(SELECTION)
[Start]

If you don’t have a budget, you might find yourself blowing too much cash on little things, like Ubers and eating out, or on bigger things, like a car or a vacation you really can’t afford. When you have a budget, you can put a plan in place to spend money on the things you value and stop wasting your money on the things you don’t. If you want to create a budget and you’re not sure where to start, this guide can help you. 

 

2. Not asking for a raise

While cutting back how much you spend is a smart strategy for building wealth, increasing how much you make is equally as important. When was the last time you checked to make sure you were being paid fairly for the job you do? Negotiating for a well-deserved raise can change your financial situation dramatically. 

In a 2009 negotiation research study, participants who chose to negotiate increased their starting pay by $5,000. And while that extra $5,000 can more than pay for your Starbucks habit, it’s worth even more over the course of your career. A 25-year-old who negotiates their starting salary up from $50,000 to $55,000 will earn $634,000 more over the course of their career (assuming annual 5% raises). That’s a lot of lattes.

[End]

Translate this sentence from the passage on money habits into Spanish: "Negotiating for a well-deserved raise can change your financial situation dramatically." The listing that comes next is separate material and is not connected to the passage on money habits.

(INFORMATION GIVEN)
[Start]

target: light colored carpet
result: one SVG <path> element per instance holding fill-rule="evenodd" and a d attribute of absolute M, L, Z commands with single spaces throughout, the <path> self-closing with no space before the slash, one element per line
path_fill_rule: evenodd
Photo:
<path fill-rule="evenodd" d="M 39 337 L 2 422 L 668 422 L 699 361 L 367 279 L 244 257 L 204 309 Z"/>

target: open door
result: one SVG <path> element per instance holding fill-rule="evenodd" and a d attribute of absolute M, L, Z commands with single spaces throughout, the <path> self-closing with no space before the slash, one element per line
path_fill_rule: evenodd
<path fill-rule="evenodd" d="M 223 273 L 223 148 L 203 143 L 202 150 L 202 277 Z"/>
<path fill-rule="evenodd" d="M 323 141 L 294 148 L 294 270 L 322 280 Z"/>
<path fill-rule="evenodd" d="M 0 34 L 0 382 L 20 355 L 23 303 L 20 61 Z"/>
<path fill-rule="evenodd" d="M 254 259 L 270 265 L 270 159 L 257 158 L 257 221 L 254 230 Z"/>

[End]
[Start]

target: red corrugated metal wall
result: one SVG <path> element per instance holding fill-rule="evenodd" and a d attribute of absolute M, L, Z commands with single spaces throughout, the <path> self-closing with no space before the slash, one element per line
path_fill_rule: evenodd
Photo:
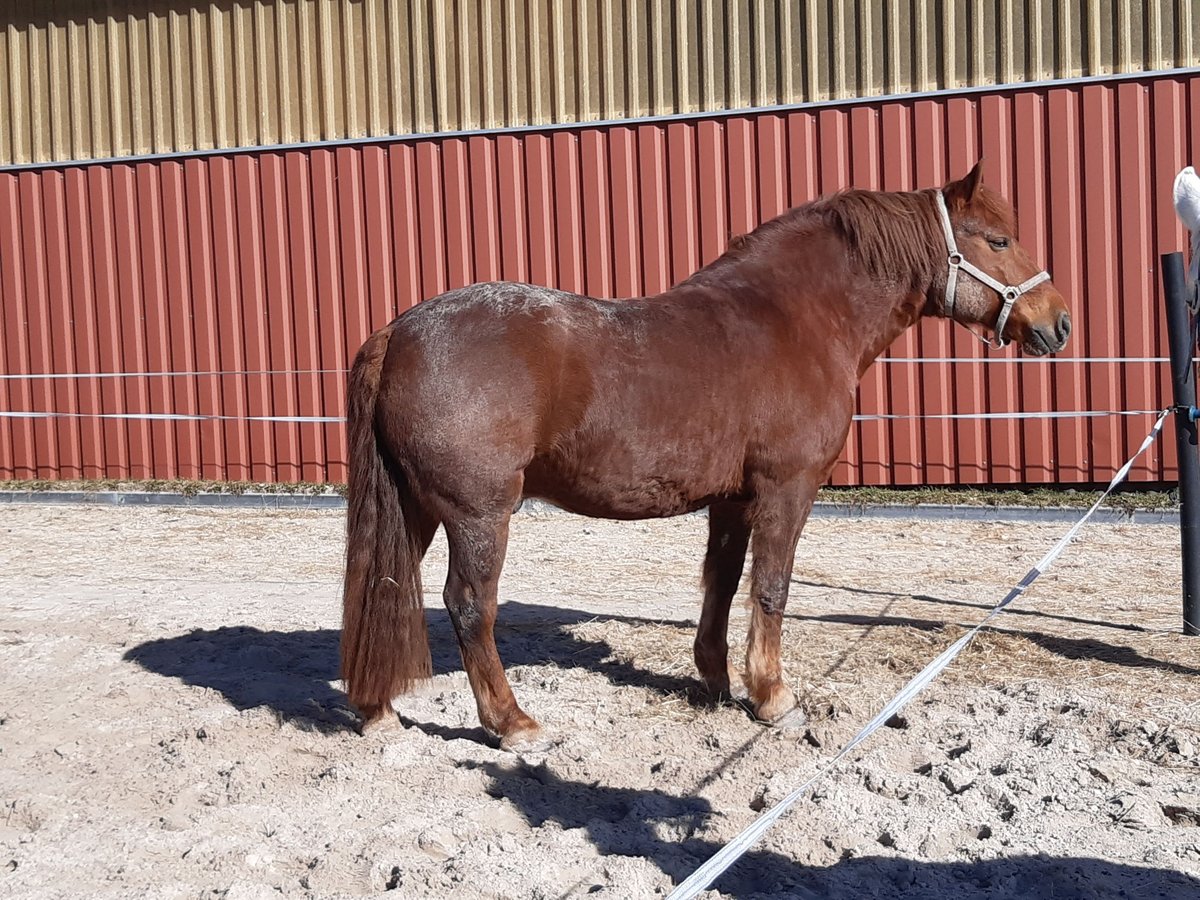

[End]

(THE ANSWER)
Negociar un aumento bien merecido puede cambiar tu situación financiera de manera drástica.